Stored records:
--- START ---

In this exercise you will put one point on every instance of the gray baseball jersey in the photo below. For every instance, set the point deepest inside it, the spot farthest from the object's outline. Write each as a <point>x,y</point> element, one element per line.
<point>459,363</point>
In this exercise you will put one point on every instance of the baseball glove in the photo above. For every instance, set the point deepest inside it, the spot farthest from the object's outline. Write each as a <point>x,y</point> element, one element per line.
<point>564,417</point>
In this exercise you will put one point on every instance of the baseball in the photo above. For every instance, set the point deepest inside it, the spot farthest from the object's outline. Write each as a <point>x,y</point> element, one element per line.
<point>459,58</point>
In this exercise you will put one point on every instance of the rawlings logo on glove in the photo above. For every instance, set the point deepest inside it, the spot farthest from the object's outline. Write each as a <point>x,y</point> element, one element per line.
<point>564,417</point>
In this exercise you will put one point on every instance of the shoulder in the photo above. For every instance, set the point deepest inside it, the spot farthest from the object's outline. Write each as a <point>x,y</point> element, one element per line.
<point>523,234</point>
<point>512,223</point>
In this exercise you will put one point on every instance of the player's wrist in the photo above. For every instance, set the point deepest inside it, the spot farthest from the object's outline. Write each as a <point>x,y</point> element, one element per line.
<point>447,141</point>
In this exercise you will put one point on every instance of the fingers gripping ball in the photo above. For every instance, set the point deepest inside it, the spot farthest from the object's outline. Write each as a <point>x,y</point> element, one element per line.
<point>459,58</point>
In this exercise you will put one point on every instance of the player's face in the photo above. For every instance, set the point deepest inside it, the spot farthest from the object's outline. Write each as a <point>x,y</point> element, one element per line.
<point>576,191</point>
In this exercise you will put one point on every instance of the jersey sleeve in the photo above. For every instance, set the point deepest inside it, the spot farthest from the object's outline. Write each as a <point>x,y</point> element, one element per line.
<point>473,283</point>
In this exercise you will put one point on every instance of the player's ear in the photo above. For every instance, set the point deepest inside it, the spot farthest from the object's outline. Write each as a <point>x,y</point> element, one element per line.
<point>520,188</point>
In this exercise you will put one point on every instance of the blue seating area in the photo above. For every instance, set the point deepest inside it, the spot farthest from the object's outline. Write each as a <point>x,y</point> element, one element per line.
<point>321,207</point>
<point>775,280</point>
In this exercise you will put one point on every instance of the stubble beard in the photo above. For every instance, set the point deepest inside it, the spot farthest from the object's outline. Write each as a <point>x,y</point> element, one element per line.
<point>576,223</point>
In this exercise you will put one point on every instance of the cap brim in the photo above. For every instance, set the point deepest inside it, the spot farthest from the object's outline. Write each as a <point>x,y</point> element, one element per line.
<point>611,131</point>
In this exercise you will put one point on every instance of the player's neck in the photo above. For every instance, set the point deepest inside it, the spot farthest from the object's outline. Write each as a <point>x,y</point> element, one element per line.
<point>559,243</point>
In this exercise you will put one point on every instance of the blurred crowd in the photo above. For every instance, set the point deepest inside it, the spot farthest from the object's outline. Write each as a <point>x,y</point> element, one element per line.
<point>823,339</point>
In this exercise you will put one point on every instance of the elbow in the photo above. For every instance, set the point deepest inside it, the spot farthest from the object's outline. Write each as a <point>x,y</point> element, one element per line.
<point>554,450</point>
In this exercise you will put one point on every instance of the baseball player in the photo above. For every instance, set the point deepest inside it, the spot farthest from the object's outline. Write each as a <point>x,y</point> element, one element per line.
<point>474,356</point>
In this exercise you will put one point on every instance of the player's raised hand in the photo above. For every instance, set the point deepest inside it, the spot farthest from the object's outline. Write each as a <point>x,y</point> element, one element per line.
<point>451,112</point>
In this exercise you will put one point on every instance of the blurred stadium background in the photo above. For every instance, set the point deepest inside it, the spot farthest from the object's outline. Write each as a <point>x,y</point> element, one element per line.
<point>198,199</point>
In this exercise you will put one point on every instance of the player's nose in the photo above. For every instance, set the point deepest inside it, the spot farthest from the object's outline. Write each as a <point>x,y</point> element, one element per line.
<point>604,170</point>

--- END ---

> **WHAT YOU ARE ASKED TO DO**:
The data should be printed again exactly, line for line.

> **EXERCISE OUTPUT**:
In this exercise you will put one point on every instance of the gray baseball jersey in the photo below. For every instance, set the point deepest inside it, the spot farthest from the object's outline. Write each as a <point>x,y</point> element, one element per line.
<point>459,363</point>
In this exercise you will put one point on every instance of the baseball glove in the photo above. For every instance, set the point deepest inside it, the spot farthest from the object's outline. Write each as a <point>x,y</point> element, one element per line.
<point>564,417</point>
In this exercise you will put one point on every instance of the baseball in the photo above. For every instance, set the point deepest inside it, the spot farthest from the object's outline. Write each as a <point>x,y</point> element, one element per line.
<point>459,58</point>
In this exercise you will put one point on every instance of the rawlings logo on glove in the photo above. For every instance, set the point deepest inside it, the spot farthest from the object's outline. Write each as a <point>x,y</point> element, one element per line.
<point>564,417</point>
In this exercise you will put one point on every instance of the shoulder in the photo above. For every instance, set the point deepest inside it, the spot farthest from the object's outline. Write each as a <point>x,y</point> element, one element per line.
<point>523,234</point>
<point>512,223</point>
In this exercise you will put one point on every instance of the player's wrist in the photo above. For every instance, set the point deepest inside it, the spot farthest from the object's outline. Write each as a <point>x,y</point> element, one element per line.
<point>447,141</point>
In this exercise you will put one point on every instance of the fingers gripping ball in the photo above. For every instance, set the point deepest inside it, the spot farthest from the object's outline. Write each as a <point>x,y</point> element, one element per line.
<point>459,58</point>
In this exercise you will put one point on every instance of the player's face in the photo above. For every instance, set the point deepest inside it, the spot farthest from the object's outline. Write each as a <point>x,y</point> element, one element per line.
<point>576,191</point>
In this exercise you will put one point on every instance of the jersey sleeve in the photo above. For every instance, set the point deepest inside it, the spot farthest from the object's outline. Write each as a <point>x,y</point> element, one element per line.
<point>473,283</point>
In this exercise you will put one point on every instance of the player's ear in the photo above. For every instance, set the point deepest inside it, the spot farthest from the object's outline. Write each as a <point>x,y</point> element, one element per line.
<point>520,188</point>
In this exercise you will put one point on every instance of the blue seating area in the photo above. For every instance, set the point deepest inside it, the spot farthest from the object's outline. Write each as a <point>x,y</point> element, one element per line.
<point>321,207</point>
<point>775,280</point>
In this exercise you will put one point on every instance of the stubble beard in the photo above. For every instance, set the point deepest inside it, the spot farthest from the object's outline. Write each as a <point>x,y</point> element, one element per line.
<point>576,223</point>
In this exercise you will put one point on every instance of the cap brim in the photo above. For every instance, set the point deepest inside it, the spot farthest from the object's outline. Write each as a <point>x,y</point> element, one element per line.
<point>611,131</point>
In this exercise you will put one point on every instance of the player's neck in the photo above. For every instance, set the point deepest inside it, the spot farthest from the object's outline. Write each as a <point>x,y</point> element, one element per line.
<point>559,243</point>
In this exercise you will put one point on every instance of the blurred crowd in the photo above. For every instance, set the point deepest inside it, the spot farthest from the object's outline. Write each as a <point>x,y</point> element, one element per line.
<point>823,339</point>
In this exercise you will put one point on every instance of the elbow in the photo above. For every instance, set the point deepest inside it, the spot farthest from the object's outline. Write each as a <point>x,y</point> element, one element per line.
<point>554,450</point>
In this exercise you will put one point on every instance of the baseball player in the photo above. For every instance, set the point deepest inside it, the spot farthest from the object's outline. Write each as a <point>x,y</point> element, one element per line.
<point>474,356</point>
In this exercise you will put one point on every instance of the player's raised hand in the photo above. For every instance, set the point deepest inside it, the spot farthest from the object's outline. Write each as a <point>x,y</point> element, one element per line.
<point>451,112</point>
In this exercise you will put one point on every instance of the blurred stadium background in the photo above. For every instance, set the point deepest inside it, the spot farthest from the object's outline. Write each as a <point>x,y</point> element, one element per line.
<point>198,199</point>
In this exercise you will put one point on every instance of the player's nose in the photo above. For every instance, set the point deepest inside it, the spot farthest from the object's outline. Write each as a <point>x,y</point> element, one element per line.
<point>604,170</point>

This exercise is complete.